Stated exercise a>
In the rows below, rewrite everything from the line containing "Identify each instance of the green painted" through the end of the rows, inclusive, with the requests included. Multiply every point coordinate in the answers by 0.65 and round to whole numbers, with halves rounding up. Leave the pictures out of your answer.

Passage provided>
((
CALL FOR PARTICIPATION
FMEC 2005:
Workshop in Formal Modelling for Electronic Commerce
June 6, 2005
Bologna, Italy
Participation in FMEC 2005 is invited.
FMEC is a small, informal workshop, which has been held regularly
since 1987. Participants have included leading
researchers and practitioners, drawn largely from North America and
Europe.
In 2005, FMEC will be co-located with ICAIL 2005, the International
Conference on Artificial Intelligence and Law.
A selection of recent FMEC work will appear as Formal Modelling
for Electronic Commerce, Steven O. Kimbrough, D.J. Wu, eds.,
Springer, 2004. The table of contents and an introductory chapter may
be found here in PDF.
Presentations will discuss fundamental issues in the
formalizationand automationof electronic commerce. It is largely
through such automation that electronic commerce promises to be, and is, a
"lever of riches" worldwide. Difficult and fundamental problems,
however, remain to be solved. Among the topics to be discussed at FMEC
2005 are the following:
- Approaches to solving the first trade problem: How can the costs be
minimized and the use of automation maximized in creating new trading
partnerships?
- A lingua franca for e-commerce: How should general purpose machine
communication languages be designed and deployed?
- Social dynamics of artificial agents: How and under what conditions can
trust and other forms of cooperative behavior emerge in societies of
artificial agents?
))
Stated exercise b>
According to the workshop announcement, since what year has FMEC been held regularly?

Recorded data>
((
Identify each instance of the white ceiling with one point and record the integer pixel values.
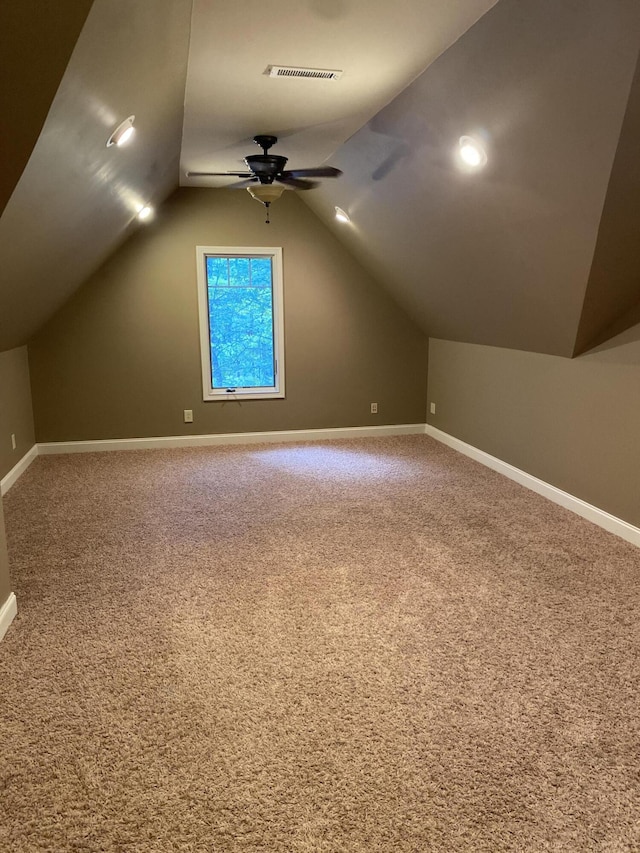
(380, 46)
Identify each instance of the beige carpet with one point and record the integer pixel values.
(372, 645)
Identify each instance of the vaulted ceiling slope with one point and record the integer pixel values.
(503, 257)
(536, 252)
(77, 198)
(36, 41)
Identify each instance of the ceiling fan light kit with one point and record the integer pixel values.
(265, 194)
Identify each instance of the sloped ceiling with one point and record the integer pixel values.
(519, 255)
(500, 257)
(27, 88)
(76, 198)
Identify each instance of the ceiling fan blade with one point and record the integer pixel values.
(318, 172)
(219, 174)
(296, 183)
(241, 185)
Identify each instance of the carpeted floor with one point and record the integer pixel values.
(360, 646)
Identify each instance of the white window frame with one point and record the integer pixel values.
(275, 254)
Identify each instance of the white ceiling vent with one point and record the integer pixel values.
(311, 73)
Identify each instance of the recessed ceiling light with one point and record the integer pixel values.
(472, 152)
(123, 133)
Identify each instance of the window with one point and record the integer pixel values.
(241, 322)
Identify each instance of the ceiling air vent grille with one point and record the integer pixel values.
(309, 73)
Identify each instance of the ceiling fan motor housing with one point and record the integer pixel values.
(266, 167)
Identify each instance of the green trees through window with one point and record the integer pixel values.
(240, 297)
(241, 322)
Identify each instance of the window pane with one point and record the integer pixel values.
(240, 297)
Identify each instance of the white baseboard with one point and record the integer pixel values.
(18, 470)
(8, 613)
(591, 513)
(55, 447)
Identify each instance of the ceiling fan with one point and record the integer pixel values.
(265, 170)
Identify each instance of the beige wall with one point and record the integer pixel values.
(121, 358)
(5, 581)
(16, 415)
(573, 423)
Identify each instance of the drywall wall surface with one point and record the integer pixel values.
(573, 423)
(16, 412)
(122, 358)
(5, 582)
(36, 41)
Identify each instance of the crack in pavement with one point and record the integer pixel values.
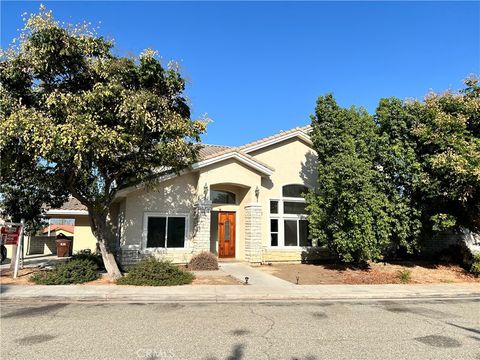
(264, 335)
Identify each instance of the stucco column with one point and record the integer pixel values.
(201, 239)
(253, 233)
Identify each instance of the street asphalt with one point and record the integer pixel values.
(444, 329)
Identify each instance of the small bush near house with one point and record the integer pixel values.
(87, 254)
(75, 271)
(475, 269)
(404, 276)
(153, 272)
(203, 261)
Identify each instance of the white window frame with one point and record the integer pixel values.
(148, 215)
(281, 217)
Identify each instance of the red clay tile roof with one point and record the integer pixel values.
(73, 204)
(209, 149)
(216, 150)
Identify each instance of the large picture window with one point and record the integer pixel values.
(288, 218)
(165, 231)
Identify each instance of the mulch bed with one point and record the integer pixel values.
(376, 273)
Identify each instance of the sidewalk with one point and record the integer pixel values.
(262, 287)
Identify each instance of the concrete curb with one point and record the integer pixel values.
(235, 293)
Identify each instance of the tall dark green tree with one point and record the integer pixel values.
(349, 212)
(90, 120)
(400, 168)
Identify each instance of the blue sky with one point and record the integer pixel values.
(257, 68)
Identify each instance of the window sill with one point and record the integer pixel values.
(162, 250)
(289, 248)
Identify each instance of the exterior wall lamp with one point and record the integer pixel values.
(205, 191)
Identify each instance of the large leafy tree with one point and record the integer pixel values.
(349, 212)
(400, 167)
(92, 121)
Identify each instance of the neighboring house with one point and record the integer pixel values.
(83, 237)
(57, 229)
(243, 203)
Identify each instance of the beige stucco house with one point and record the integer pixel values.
(244, 203)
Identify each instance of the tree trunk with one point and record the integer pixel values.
(109, 261)
(104, 233)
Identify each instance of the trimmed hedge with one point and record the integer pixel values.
(87, 254)
(75, 271)
(153, 272)
(203, 261)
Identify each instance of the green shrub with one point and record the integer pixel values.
(475, 268)
(87, 254)
(75, 271)
(153, 272)
(203, 261)
(404, 276)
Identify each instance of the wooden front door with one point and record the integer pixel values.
(226, 234)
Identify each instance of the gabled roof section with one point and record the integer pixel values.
(237, 155)
(211, 154)
(208, 150)
(71, 207)
(57, 227)
(301, 132)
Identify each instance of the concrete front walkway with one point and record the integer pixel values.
(262, 287)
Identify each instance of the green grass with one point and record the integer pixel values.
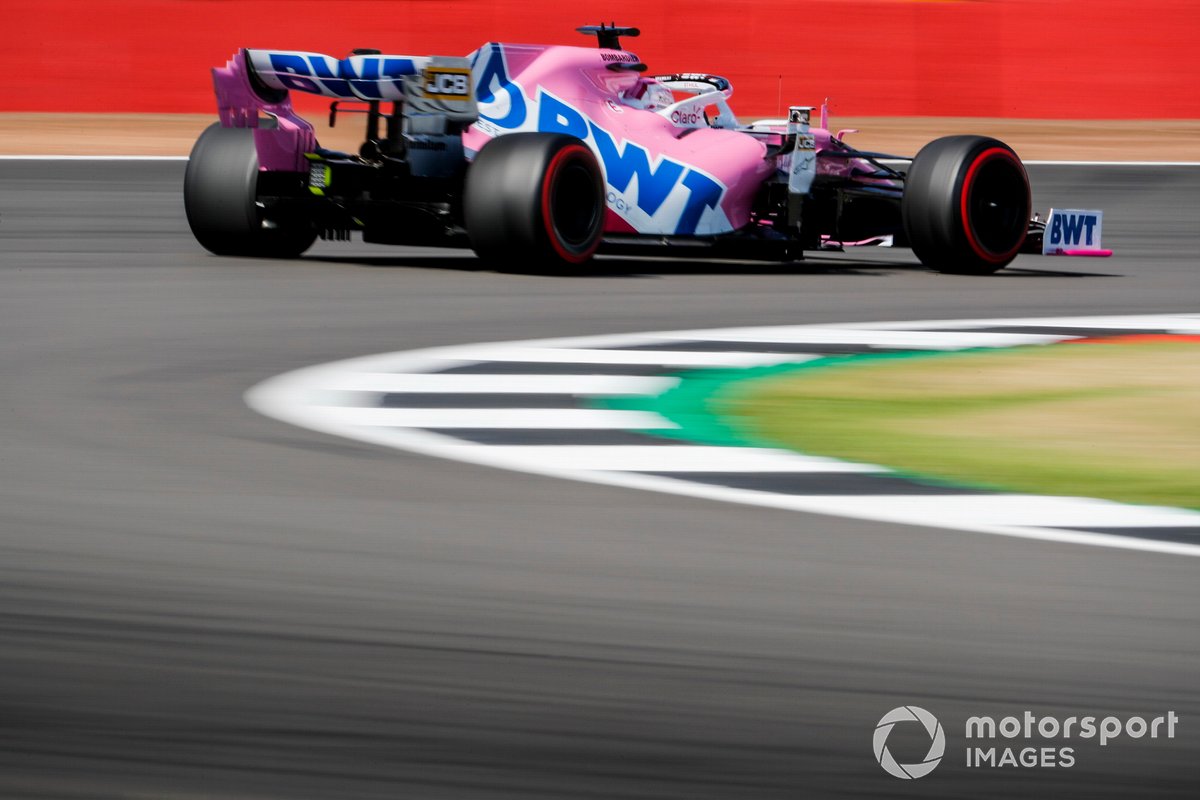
(1116, 421)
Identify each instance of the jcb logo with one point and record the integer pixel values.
(448, 84)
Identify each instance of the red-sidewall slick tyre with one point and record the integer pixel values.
(534, 200)
(966, 204)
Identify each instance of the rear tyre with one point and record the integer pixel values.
(966, 205)
(534, 200)
(220, 198)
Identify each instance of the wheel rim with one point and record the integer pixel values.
(995, 205)
(570, 204)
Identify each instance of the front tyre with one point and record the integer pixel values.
(534, 199)
(220, 198)
(966, 205)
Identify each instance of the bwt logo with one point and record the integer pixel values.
(504, 106)
(1068, 228)
(936, 738)
(358, 77)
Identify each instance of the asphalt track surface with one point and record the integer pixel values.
(199, 601)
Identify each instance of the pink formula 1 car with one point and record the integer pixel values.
(543, 156)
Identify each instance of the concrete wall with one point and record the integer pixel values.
(1066, 59)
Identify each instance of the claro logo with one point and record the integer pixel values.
(936, 741)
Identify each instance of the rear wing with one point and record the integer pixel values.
(431, 96)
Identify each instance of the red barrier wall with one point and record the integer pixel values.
(1066, 59)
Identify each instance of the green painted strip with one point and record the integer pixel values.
(693, 404)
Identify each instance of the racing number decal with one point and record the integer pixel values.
(447, 83)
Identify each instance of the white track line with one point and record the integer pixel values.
(643, 358)
(295, 397)
(923, 340)
(502, 384)
(675, 458)
(496, 417)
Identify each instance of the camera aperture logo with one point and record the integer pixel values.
(936, 741)
(991, 743)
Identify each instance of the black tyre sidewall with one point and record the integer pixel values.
(510, 199)
(933, 206)
(220, 192)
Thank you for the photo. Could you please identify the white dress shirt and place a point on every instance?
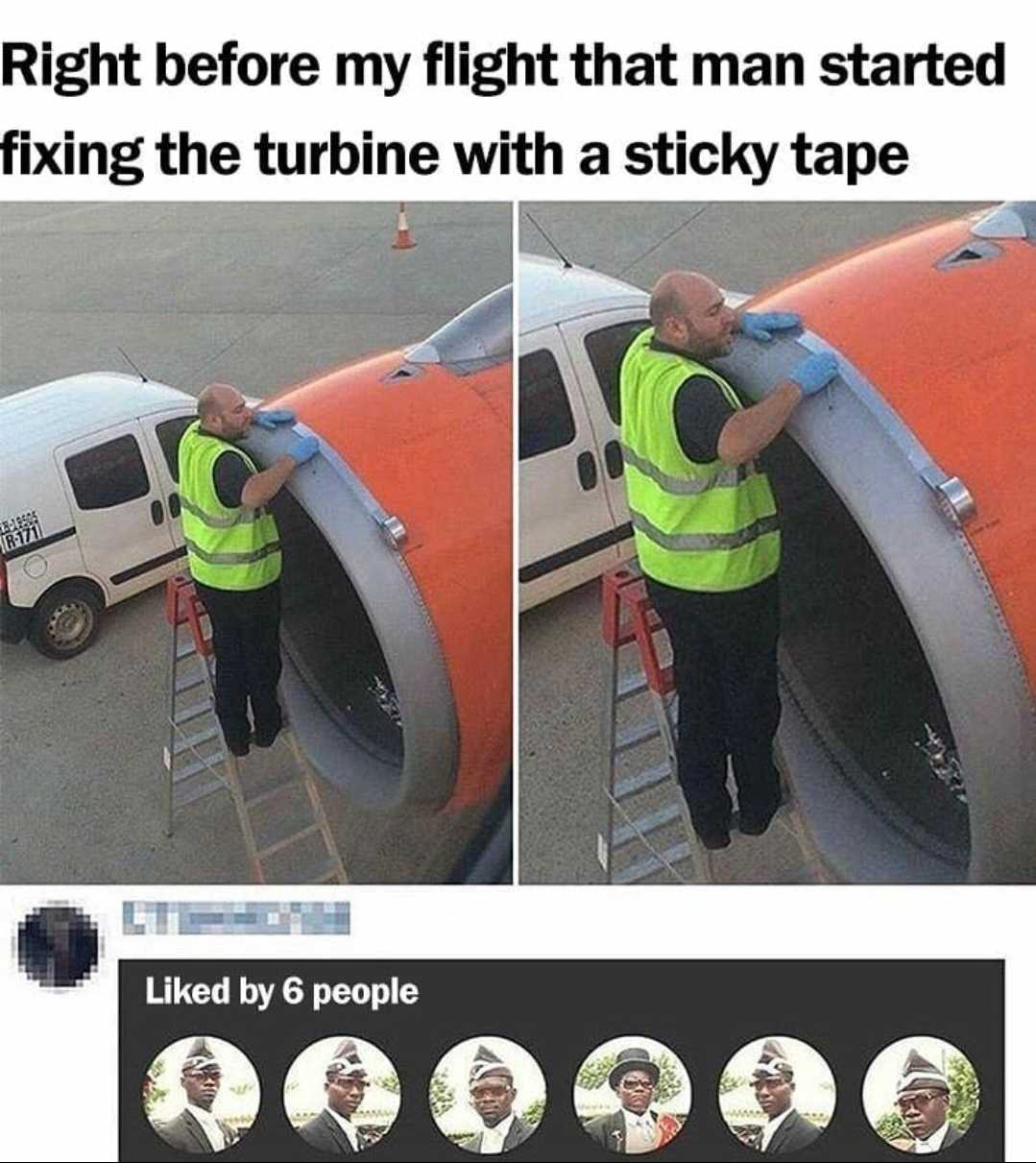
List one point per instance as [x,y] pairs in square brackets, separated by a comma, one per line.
))
Exercise response a>
Identify each instance of the green painted strip with one point and record the integer pixel values.
(450, 263)
Identify each instance of the racing number decal with one point and record the integer pixel values.
(291, 54)
Identify each instance of the white track line with one point and record the integer pixel values.
(418, 233)
(192, 258)
(600, 221)
(326, 250)
(439, 298)
(322, 271)
Identify each instance of the camera aperture logo with one point and record the integer pixel values.
(608, 482)
(644, 483)
Identify each instance of the black tyre sidewall with one point and record the integer pixel values.
(332, 129)
(606, 134)
(143, 125)
Thank you for the photo. Could you please identify the white dress shirt and place a point on every instance?
List one point per instance as [x,y] pairs in square brackets, separated by a comma, one per line.

Exercise response b>
Since 1987.